[GIVEN TEXT]:
You are viewing a plain text version of this content. The canonical link for it is here.
Posted to user@geronimo.apache.org by Hernan Cunico <hc...@gmail.com> on 2006/01/27 22:17:27 UTC
Re: Clustering Overview - 10.000 feet...
Hi Jules,
I took the liberty to do some very basic formating to your doc and put it in confluence already (I
hope you won't mind :) )
Here is the link to the *Geronimo Clustering* doc:
http://opensource2.atlassian.com/confluence/oss/display/GERONIMO/Clustering
If you are OK with it I could do some additional formatting and editing to match it to the rest of
the documentation.
Cheers!
Hernan
Jules Gosnell wrote:
> Rather than wait for resolution as to where exactly this document should
> live, I thought I would put this out here before it fossilises on my
> disc, so that people can get on with giving input.
>
> This document is intended to bring together the various threads on
> clustering into a skeleton which we can begin to flesh out. Thus is is
> very incomplete... Please don't take offence at ommissions, mistakes,
> gaps in my understanding, or statement of the obvious - this is just the
> first broad brushstrokes, as evolved by the various clustering
> discussions that have happened recently, drawn into a single, slightly
> more orderly document - everything can change...

[DATA ROWS]:
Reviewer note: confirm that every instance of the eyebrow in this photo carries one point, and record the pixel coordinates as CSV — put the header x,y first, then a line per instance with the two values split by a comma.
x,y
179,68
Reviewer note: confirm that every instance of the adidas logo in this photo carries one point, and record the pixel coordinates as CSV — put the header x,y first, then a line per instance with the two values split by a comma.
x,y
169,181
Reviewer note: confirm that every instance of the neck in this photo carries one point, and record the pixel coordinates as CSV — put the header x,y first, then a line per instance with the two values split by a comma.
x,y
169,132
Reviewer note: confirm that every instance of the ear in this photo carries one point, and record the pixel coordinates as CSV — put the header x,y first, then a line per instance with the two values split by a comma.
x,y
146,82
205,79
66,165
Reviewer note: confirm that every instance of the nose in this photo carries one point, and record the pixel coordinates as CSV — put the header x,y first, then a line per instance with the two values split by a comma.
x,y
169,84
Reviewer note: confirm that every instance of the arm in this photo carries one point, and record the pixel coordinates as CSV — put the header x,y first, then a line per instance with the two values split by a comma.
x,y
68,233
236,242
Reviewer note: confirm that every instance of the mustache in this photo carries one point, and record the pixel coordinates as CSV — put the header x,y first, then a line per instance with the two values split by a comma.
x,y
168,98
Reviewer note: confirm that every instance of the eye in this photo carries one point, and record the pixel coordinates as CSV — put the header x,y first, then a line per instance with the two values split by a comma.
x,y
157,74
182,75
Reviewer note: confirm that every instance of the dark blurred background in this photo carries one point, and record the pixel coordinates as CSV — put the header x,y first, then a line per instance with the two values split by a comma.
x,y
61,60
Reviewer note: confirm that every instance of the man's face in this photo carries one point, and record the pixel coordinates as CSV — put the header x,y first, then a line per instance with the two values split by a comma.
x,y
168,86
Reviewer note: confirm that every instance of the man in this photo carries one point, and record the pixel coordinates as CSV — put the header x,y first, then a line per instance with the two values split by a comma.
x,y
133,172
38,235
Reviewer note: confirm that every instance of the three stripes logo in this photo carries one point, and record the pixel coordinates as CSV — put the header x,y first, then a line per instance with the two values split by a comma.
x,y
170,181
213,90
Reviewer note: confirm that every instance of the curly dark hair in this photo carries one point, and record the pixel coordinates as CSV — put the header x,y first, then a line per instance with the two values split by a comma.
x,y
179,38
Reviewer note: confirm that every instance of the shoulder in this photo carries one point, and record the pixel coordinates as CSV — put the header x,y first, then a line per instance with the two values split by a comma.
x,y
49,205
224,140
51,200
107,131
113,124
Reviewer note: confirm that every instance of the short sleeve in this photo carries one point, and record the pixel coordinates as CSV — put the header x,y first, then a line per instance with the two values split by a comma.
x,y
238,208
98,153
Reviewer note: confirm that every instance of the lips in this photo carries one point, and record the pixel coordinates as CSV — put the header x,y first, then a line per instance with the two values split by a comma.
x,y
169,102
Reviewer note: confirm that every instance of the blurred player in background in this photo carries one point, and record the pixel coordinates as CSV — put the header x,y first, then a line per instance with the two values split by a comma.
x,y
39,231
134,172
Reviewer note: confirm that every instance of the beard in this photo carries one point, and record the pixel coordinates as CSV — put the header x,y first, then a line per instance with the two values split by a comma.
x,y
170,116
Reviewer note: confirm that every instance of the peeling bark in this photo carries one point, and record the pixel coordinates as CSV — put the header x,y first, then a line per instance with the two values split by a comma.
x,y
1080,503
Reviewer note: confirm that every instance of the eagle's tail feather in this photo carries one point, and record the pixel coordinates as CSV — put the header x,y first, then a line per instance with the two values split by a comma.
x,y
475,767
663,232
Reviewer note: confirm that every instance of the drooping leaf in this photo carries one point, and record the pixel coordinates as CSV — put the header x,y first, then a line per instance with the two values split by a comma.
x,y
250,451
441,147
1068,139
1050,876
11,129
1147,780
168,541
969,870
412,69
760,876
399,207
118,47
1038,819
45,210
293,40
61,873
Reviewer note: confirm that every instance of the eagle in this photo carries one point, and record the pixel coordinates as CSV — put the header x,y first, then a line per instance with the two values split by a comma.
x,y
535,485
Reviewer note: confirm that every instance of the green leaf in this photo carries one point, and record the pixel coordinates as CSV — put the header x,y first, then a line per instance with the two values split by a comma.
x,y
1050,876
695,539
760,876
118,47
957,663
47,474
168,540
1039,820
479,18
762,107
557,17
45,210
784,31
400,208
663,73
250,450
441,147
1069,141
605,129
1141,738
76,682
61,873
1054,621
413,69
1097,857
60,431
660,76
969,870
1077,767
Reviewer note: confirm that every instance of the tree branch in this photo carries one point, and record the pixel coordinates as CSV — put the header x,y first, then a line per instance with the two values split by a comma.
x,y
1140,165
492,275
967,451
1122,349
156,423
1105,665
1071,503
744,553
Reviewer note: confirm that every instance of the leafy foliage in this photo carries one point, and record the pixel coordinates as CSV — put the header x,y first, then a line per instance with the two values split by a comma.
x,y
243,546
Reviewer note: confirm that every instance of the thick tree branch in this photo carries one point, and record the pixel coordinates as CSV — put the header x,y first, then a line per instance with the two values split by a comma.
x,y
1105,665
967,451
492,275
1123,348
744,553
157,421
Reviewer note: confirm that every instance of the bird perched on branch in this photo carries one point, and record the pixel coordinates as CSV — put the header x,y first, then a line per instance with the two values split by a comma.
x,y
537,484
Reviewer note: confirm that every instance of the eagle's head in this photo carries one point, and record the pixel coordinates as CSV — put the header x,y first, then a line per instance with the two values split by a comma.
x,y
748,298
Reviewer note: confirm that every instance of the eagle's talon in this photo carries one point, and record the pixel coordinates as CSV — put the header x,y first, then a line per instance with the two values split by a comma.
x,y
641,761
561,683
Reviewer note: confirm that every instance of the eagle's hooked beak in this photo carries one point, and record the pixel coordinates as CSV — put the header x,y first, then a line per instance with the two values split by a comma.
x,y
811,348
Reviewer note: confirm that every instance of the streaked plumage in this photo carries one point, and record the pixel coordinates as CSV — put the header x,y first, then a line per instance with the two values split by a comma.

[EXERCISE SET]:
**a.** From the Geronimo clustering post, list everything Jules asks readers not to take offence at.
**b.** Please copy the Geronimo clustering post word for word, from "You are viewing" through "won't mind :) )", inclusive.

[TASK-BY-TASK OUTPUTS]:
**a.**
- ommissions
- mistakes
- gaps in my understanding
- statement of the obvious

**b.**
You are viewing a plain text version of this content. The canonical link for it is here.
Posted to user@geronimo.apache.org by Hernan Cunico <hc...@gmail.com> on 2006/01/27 22:17:27 UTC
Re: Clustering Overview - 10.000 feet...
Hi Jules,
I took the liberty to do some very basic formating to your doc and put it in confluence already (I
hope you won't mind :) )